• [Problem requirements]
In the copy you make, include no pictures, and transcribe every record exactly.

--------

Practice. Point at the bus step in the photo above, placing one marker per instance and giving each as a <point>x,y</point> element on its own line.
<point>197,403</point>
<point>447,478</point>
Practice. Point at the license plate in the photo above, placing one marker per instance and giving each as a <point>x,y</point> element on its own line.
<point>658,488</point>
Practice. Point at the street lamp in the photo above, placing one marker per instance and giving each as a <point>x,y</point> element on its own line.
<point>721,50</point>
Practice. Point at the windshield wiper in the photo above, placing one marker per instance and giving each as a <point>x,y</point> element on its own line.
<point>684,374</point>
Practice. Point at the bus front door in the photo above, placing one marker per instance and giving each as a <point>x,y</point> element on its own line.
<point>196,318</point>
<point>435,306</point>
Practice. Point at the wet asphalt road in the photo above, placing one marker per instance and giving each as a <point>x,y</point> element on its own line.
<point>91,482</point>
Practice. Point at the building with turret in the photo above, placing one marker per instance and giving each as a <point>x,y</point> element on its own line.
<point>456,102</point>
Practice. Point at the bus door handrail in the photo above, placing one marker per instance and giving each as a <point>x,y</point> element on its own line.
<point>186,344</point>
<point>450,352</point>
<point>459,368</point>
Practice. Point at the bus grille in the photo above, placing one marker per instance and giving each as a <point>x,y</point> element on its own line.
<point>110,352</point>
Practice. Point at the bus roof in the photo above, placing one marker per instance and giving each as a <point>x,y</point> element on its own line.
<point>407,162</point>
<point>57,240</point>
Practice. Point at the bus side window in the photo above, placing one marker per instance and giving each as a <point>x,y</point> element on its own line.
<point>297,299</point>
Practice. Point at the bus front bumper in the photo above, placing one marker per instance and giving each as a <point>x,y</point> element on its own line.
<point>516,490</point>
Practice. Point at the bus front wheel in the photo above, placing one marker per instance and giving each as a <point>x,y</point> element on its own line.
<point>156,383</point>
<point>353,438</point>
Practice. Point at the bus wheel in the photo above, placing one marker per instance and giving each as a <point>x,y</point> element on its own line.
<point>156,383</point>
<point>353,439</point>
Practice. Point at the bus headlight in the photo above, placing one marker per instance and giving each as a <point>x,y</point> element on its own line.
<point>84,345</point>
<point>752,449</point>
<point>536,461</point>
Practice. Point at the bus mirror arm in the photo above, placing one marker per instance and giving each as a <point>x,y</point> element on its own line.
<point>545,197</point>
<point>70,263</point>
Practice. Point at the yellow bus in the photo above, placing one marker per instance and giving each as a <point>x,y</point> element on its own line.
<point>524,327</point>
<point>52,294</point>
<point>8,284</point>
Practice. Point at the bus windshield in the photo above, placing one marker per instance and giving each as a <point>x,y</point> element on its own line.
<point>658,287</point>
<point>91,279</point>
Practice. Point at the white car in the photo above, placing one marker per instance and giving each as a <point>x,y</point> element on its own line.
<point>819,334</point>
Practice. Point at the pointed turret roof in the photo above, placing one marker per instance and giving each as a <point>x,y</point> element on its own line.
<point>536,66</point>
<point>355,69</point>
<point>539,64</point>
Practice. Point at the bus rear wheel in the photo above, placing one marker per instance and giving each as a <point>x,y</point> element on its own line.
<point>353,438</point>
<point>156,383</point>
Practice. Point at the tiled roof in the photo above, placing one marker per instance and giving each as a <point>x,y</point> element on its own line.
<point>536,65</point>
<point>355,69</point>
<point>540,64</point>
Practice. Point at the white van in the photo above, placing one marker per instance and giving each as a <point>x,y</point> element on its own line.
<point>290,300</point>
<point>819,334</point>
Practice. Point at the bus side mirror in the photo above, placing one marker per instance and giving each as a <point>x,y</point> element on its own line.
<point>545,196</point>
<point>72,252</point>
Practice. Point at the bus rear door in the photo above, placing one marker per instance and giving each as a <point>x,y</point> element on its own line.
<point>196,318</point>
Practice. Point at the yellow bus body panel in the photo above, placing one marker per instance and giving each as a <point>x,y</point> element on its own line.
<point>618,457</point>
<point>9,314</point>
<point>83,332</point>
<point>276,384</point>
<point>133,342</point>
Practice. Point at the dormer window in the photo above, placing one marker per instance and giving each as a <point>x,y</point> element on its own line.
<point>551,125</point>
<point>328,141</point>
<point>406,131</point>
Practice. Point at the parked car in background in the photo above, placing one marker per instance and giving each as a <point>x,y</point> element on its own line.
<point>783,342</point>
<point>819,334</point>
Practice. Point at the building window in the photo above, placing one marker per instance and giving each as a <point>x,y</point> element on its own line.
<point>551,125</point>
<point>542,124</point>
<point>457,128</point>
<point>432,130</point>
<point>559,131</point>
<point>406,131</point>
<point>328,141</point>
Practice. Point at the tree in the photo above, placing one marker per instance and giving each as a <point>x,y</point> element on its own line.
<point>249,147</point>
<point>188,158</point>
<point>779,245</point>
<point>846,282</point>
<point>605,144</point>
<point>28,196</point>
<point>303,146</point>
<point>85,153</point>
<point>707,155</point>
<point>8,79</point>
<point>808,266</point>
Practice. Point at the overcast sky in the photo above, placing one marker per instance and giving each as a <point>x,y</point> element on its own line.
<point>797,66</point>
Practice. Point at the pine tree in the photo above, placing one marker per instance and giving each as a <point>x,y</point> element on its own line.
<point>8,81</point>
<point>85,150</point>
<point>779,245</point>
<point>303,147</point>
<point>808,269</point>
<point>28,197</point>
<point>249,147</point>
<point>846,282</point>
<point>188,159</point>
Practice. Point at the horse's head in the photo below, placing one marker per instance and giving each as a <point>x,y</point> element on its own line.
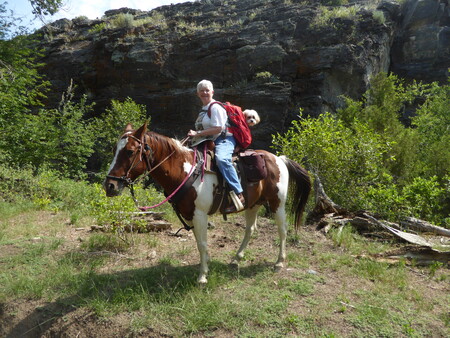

--------

• [Your response]
Practice. Point at the bus step in the photo above, placing one marker per instance and giving each as a <point>x,y</point> element on its own line.
<point>197,403</point>
<point>447,478</point>
Practice. Point at the license plate in the photo above, placing one marker per instance and giving each as a <point>x,y</point> element on its own line.
<point>658,488</point>
Practice. Point at the street lamp in the photo above, placing one marker per instance and giving each as a <point>x,y</point> element on its own line.
<point>721,50</point>
Practice. Point at the windshield wiper in the photo above, placing one marker per instance and giving each as a <point>x,y</point> element on its own line.
<point>684,374</point>
Practice. Point at the bus front door in the photo above, placing one marker per instance and giving each as a <point>x,y</point> element on its own line.
<point>196,318</point>
<point>435,306</point>
Practice. Point at the wet asphalt road in the photo above, placing one marker per instance and giving each as a <point>x,y</point> element on its own line.
<point>91,482</point>
Practice. Point at the building with turret in the photo above, placing one marker per instance and giving each as a <point>x,y</point> element on its own line.
<point>456,102</point>
Practice. Point at the bus door handrail in the photo above, placing one marker per instance and giving each as a <point>x,y</point> element on its own line.
<point>186,344</point>
<point>450,352</point>
<point>459,368</point>
Practice. Point at the bus grille in the photo above, placing one marker per instance and giving each as a <point>x,y</point> element on its own line.
<point>110,352</point>
Practice. Point at the bus roof in the photo above, placing one marker per instance and giving each as a <point>x,y</point> element on its own line.
<point>407,162</point>
<point>57,240</point>
Practice. Point at the bus side window in the photo above, placing one marker per instance and giving each as a <point>x,y</point> element on its own line.
<point>297,299</point>
Practice. Point at the bus front bumper in the photo above, placing one marker per instance and giving each as a <point>x,y</point> element on its own line.
<point>516,490</point>
Practice. Point at the bus front wheel in the photo above, placing one marker per instance and giving each as a <point>x,y</point> element on its own line.
<point>156,383</point>
<point>353,438</point>
Practice. Point at the bus wheel in the photo above, placing one marker per instance and giving each as a <point>x,y</point> element on its own line.
<point>156,383</point>
<point>353,439</point>
Practice. Point at the bus headlight in the photo above, placing one marker per instance and giving each as a <point>x,y</point> element on its own line.
<point>84,345</point>
<point>752,449</point>
<point>536,461</point>
Practice. Point at the bus mirror arm in the photo above, placing one marker per instance and giving each as a <point>x,y</point> element on its own line.
<point>545,197</point>
<point>70,263</point>
Practice. Point at the yellow bus in the photo above, placing one marker per instance and giving each as a <point>x,y</point> element on its own line.
<point>524,327</point>
<point>52,294</point>
<point>8,284</point>
Practice. Point at the bus windshield in the photo above, placing one marker per instance and giving each as a <point>x,y</point> element on its own line.
<point>658,287</point>
<point>91,279</point>
Practice. Point at the white car in the photo above, placing one marker per instance and giving each as a <point>x,y</point> element on its own line.
<point>819,334</point>
Practice. Point at the pointed turret roof in the photo above, placing one marker per instance and giving each as a <point>x,y</point> element on its own line.
<point>536,66</point>
<point>355,69</point>
<point>539,64</point>
Practice. Point at the bus rear wheel in the photo above, placing one marker per instance and giving each as a <point>x,y</point> element on its own line.
<point>353,438</point>
<point>156,383</point>
Practice. Point at the tiled roof in the photo above, placing one marker per instance and giving each as a <point>x,y</point> element on its own line.
<point>536,65</point>
<point>355,69</point>
<point>540,64</point>
Practice. Point at the white van in the photo above, placing one marker per instance and giving each as a <point>x,y</point> element on its own line.
<point>290,300</point>
<point>819,334</point>
Practice. Point at the bus side mirror in the photo above, placing one marker per instance and giving each as a <point>x,y</point> element on its own line.
<point>545,196</point>
<point>72,252</point>
Practice. Point at the bus rear door in the photo above, placing one marker per instance and giving each as a <point>x,y</point> element on its own line.
<point>196,318</point>
Practice. Point at the yellow bus body panel in the photo above, placing one marker per instance and giving each as a <point>x,y</point> element on its own line.
<point>618,457</point>
<point>9,314</point>
<point>83,332</point>
<point>276,384</point>
<point>133,342</point>
Practice. Point at the dormer window in the photo above, placing one marker per instance and giving each as a <point>x,y</point> element on its own line.
<point>551,125</point>
<point>328,141</point>
<point>406,131</point>
Practice. Point at the parked car in background in the photo above, placing one marker per instance and giving each as a <point>x,y</point> element on its own line.
<point>783,342</point>
<point>819,334</point>
Practice. Point at the building window in the photo above, placing one marker per instance and giving each as a <point>x,y</point> element on its own line.
<point>551,125</point>
<point>542,124</point>
<point>457,128</point>
<point>432,130</point>
<point>559,131</point>
<point>406,131</point>
<point>328,141</point>
Practice. Point at the tree in the photo above, placing one marker per instance and giving each as a <point>x,y</point> element on its own line.
<point>249,147</point>
<point>188,158</point>
<point>779,245</point>
<point>846,282</point>
<point>605,144</point>
<point>28,196</point>
<point>303,146</point>
<point>85,153</point>
<point>707,155</point>
<point>8,79</point>
<point>808,266</point>
Practice. Point at the overcast sky in the photo above, placing one marker per instance and giving each as a <point>x,y</point> element on its own line.
<point>797,66</point>
Practice. Point at the pine tree in the photo above, placing one marker per instance and giving each as a <point>x,y</point> element on its own line.
<point>8,81</point>
<point>85,150</point>
<point>779,245</point>
<point>303,147</point>
<point>808,269</point>
<point>28,197</point>
<point>249,147</point>
<point>846,282</point>
<point>188,159</point>
Practice. Point at the horse's head in the photo below, placing one marker per instance and giving each as a <point>x,y</point> element on its own line.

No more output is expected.